** Start Document segment **

# FM3 Visa



## jackflash355 (Jul 18, 2011)

Am in the process of applying for a FM3 Visa through consulate in Van,Canada; wondering if anyone knows how long it takes to process the FM3 form when I get to Mexico Immigrations?


----------



## pictou (Jun 9, 2011)

We are just about to do this with a Vancouver consulate visa. I have been told it takes 5 to 7 business days once in Mexico. And you have to remain in the country until the process is finished otherwise you will have to re apply.


----------



## sparks (Jun 17, 2007)

It used to take 3-4 weeks but the reduced paperwork seems to be speeding things up. Each immigration office will be different. Mine was 3 weeks last Feb. in Manzanillo


----------



## conklinwh (Dec 19, 2009)

San Miguel seems to be 5-7 working days but will vary by location.


----------



## jackflash355 (Jul 18, 2011)

pictou said:


> We are just about to do this with a Vancouver consulate visa. I have been told it takes 5 to 7 business days once in Mexico. And you have to remain in the country until the process is finished otherwise you will have to re apply.


That would be great, thanks for the feedback.


----------



## jackflash355 (Jul 18, 2011)

sparks said:


> It used to take 3-4 weeks but the reduced paperwork seems to be speeding things up. Each immigration office will be different. Mine was 3 weeks last Feb. in Manzanillo


Manzanillo would be where we would be dropping in, hopefully they speed it up.


----------



## RVGRINGO (May 16, 2007)

** End Document segment **
** Start Extracted entries **

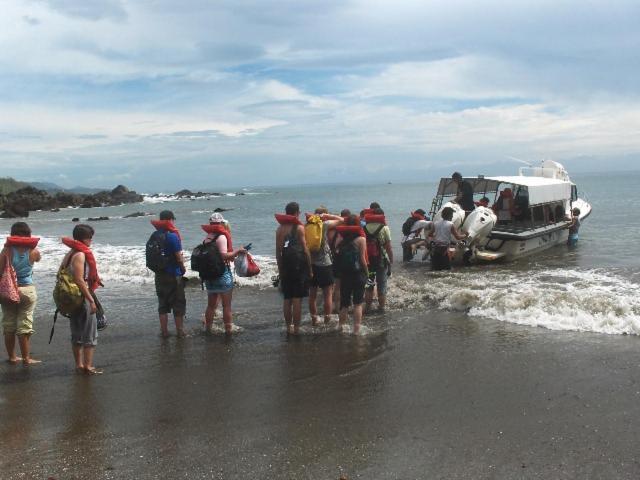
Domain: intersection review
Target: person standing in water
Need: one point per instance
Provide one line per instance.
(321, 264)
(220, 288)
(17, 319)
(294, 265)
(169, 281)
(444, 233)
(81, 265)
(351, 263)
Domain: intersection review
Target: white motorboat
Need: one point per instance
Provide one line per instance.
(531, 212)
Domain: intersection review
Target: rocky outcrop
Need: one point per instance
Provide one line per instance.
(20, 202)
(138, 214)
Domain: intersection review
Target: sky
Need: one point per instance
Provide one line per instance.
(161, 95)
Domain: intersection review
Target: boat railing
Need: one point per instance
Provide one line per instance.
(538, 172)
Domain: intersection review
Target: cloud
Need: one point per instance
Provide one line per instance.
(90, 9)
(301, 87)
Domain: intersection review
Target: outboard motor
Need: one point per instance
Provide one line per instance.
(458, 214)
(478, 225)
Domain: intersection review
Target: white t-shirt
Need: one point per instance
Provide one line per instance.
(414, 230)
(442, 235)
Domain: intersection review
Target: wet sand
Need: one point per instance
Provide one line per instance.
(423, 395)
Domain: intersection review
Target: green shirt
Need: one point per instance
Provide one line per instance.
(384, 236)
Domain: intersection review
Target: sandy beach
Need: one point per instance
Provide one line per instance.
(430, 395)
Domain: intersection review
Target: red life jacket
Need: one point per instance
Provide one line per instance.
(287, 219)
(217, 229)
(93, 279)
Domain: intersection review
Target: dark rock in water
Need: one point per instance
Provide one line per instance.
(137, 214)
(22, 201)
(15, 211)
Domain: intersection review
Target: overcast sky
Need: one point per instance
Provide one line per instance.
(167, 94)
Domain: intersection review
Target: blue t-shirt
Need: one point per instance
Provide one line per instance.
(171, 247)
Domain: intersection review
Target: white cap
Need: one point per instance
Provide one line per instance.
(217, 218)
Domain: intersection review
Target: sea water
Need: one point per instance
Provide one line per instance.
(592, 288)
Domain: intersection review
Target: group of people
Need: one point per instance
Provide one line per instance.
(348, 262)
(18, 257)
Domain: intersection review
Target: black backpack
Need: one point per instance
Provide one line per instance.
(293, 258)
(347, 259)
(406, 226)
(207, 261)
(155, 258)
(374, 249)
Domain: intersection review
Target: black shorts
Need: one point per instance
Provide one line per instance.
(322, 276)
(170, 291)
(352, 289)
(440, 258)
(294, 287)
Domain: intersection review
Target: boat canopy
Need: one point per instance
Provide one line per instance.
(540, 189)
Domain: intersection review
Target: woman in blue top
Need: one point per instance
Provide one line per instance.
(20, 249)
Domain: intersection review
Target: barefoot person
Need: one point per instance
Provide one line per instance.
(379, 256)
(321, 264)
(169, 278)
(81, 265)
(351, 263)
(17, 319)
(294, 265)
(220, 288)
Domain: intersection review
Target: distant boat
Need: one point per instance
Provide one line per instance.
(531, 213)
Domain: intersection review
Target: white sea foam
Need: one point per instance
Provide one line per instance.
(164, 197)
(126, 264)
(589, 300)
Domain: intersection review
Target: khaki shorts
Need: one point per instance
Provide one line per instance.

** End Extracted entries **
** Start Extracted entries **

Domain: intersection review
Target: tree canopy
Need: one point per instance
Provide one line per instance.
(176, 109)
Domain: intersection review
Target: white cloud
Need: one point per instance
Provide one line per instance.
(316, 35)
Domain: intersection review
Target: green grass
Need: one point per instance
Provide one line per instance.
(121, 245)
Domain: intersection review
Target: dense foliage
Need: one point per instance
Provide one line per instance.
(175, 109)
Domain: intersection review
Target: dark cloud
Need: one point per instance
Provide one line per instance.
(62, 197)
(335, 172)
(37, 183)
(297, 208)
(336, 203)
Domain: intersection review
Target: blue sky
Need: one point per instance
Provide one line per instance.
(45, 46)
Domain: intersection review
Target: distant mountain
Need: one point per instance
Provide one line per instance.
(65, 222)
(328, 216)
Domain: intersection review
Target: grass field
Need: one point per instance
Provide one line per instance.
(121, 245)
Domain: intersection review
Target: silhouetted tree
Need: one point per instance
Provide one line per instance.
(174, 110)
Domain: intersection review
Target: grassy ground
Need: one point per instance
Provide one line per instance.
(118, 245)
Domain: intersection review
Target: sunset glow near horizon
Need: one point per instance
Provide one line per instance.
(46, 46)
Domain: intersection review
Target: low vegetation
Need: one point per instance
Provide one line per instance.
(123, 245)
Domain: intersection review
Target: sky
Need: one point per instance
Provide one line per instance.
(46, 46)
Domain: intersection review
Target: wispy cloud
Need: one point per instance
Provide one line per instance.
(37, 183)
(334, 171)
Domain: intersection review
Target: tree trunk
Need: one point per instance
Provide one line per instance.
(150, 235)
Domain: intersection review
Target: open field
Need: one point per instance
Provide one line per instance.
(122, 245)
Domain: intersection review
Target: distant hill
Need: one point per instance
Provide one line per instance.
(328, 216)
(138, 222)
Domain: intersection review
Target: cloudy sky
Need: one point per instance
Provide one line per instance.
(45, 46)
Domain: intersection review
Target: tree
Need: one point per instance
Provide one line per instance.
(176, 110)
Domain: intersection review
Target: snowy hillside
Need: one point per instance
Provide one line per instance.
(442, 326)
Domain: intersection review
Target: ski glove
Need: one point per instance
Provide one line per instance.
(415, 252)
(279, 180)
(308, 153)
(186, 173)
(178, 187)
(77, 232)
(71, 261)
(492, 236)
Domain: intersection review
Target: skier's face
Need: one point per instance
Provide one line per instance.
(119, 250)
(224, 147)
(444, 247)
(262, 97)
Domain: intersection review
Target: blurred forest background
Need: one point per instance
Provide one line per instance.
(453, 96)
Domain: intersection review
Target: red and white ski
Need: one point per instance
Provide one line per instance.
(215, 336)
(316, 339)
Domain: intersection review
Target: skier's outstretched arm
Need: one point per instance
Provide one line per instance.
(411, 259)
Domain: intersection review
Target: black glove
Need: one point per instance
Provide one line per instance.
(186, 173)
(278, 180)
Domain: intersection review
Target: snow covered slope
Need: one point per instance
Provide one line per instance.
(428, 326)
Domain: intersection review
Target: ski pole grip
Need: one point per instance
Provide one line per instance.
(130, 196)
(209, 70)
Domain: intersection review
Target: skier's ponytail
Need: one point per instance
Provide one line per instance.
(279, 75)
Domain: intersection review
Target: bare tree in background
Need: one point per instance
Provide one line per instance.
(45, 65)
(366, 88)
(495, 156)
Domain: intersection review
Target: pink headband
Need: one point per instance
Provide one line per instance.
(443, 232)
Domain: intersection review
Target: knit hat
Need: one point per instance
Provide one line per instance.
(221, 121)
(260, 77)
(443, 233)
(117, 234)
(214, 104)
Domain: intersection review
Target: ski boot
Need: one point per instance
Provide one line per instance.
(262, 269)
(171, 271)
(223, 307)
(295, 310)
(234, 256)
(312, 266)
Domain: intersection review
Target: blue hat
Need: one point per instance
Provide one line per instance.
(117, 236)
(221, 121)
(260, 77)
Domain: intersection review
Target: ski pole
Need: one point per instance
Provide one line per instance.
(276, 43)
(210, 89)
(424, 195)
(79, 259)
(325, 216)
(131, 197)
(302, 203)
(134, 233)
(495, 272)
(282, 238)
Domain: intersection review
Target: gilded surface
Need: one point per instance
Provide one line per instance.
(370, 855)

** End Extracted entries **

Stated problem 1.
Retype the FM3 visa thread from "## pictou (Jun" to "(Jun 17, 2007)".
Stated problem 2.
Extend the FM3 visa thread, picking up right after its final line.
None of the material is needed for this work.

Right answer 1.
## pictou (Jun 9, 2011)

We are just about to do this with a Vancouver consulate visa. I have been told it takes 5 to 7 business days once in Mexico. And you have to remain in the country until the process is finished otherwise you will have to re apply.


----------



## sparks (Jun 17, 2007)

Right answer 2.
Unless you are shipping household goods commercially, there is no advantage to getting the visa at a consulate. In fact, it will cost more than in Mexico. So, if that fits your situation, just come into Mexico on an FMM tourist permit and then apply for the correct visa once you are here.
By the way, the term FM3 has been obsolete for some time. The corresponding visa is a 'no inmigrante credencial'. Note, that if you plan to own property and/or remain in Mexico indefinitely, you should apply for the 'inmigrante' visa, as it count toward becoming a 'residente permanente' and also reduce capital gains taxes on the eventual sale of property.


----------



## jackflash355 (Jul 18, 2011)

RVGRINGO said:


> Unless you are shipping household goods commercially, there is no advantage to getting the visa at a consulate. In fact, it will cost more than in Mexico. So, if that fits your situation, just come into Mexico on an FMM tourist permit and then apply for the correct visa once you are here.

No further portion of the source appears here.